Spatial localization data
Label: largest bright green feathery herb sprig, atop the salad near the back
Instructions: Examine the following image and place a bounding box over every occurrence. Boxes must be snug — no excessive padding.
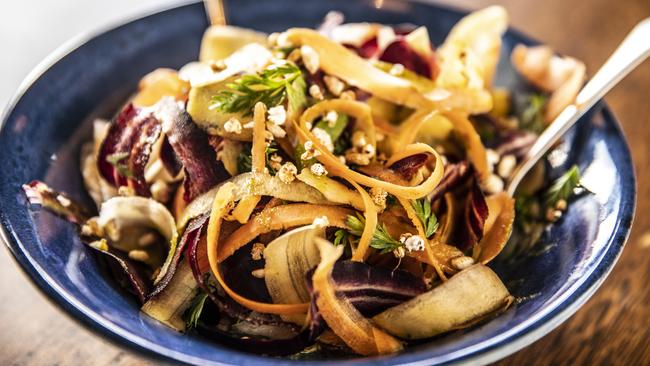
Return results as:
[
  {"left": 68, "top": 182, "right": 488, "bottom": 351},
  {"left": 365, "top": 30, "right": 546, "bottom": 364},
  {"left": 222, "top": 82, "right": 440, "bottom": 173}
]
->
[{"left": 212, "top": 63, "right": 307, "bottom": 116}]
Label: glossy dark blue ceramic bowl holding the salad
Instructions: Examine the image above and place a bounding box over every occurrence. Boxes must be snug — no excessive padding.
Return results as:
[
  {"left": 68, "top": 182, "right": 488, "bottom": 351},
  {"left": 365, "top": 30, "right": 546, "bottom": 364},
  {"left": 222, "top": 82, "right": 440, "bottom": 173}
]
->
[{"left": 0, "top": 0, "right": 635, "bottom": 364}]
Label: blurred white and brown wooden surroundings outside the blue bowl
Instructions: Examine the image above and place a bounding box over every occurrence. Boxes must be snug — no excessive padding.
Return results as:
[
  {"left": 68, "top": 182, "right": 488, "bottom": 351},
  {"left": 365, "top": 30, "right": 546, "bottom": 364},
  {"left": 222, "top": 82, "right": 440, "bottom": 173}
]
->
[{"left": 0, "top": 0, "right": 650, "bottom": 365}]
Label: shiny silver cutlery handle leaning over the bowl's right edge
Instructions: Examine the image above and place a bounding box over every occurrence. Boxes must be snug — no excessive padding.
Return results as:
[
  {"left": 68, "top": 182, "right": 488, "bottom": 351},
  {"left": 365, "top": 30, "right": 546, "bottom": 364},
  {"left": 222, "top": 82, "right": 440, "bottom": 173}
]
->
[{"left": 506, "top": 18, "right": 650, "bottom": 197}]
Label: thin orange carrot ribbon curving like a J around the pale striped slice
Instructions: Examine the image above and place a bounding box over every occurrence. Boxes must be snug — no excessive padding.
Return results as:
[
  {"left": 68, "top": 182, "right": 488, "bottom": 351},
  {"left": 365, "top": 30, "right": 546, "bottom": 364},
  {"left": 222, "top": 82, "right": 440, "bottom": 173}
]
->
[{"left": 207, "top": 182, "right": 309, "bottom": 315}]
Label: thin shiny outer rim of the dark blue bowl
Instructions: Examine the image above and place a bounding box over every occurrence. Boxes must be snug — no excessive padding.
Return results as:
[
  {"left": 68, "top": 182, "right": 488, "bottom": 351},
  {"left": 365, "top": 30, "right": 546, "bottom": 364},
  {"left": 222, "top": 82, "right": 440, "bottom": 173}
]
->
[{"left": 0, "top": 0, "right": 637, "bottom": 364}]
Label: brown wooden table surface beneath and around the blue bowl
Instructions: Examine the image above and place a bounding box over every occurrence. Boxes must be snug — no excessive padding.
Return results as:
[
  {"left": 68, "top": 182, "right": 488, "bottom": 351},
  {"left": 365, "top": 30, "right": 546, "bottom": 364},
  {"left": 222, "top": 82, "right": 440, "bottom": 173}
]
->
[{"left": 0, "top": 0, "right": 650, "bottom": 365}]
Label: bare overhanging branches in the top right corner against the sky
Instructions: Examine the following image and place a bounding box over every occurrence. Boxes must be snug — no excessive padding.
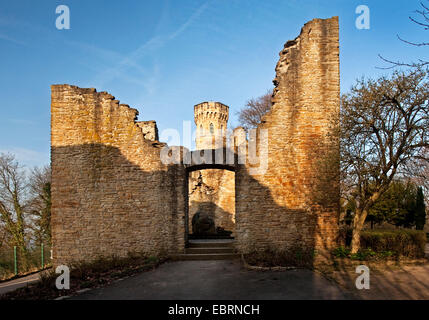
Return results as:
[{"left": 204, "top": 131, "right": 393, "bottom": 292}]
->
[{"left": 378, "top": 2, "right": 429, "bottom": 69}]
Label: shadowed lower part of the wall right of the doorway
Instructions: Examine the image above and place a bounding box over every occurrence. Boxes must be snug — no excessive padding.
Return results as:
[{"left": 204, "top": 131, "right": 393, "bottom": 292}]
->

→ Your instructions
Using the data above, return each line that includes the word "salad".

→ Final answer
Label: largest bright green feathery herb sprig, atop the salad near the back
Label: glossy dark blue ceramic bowl holding the salad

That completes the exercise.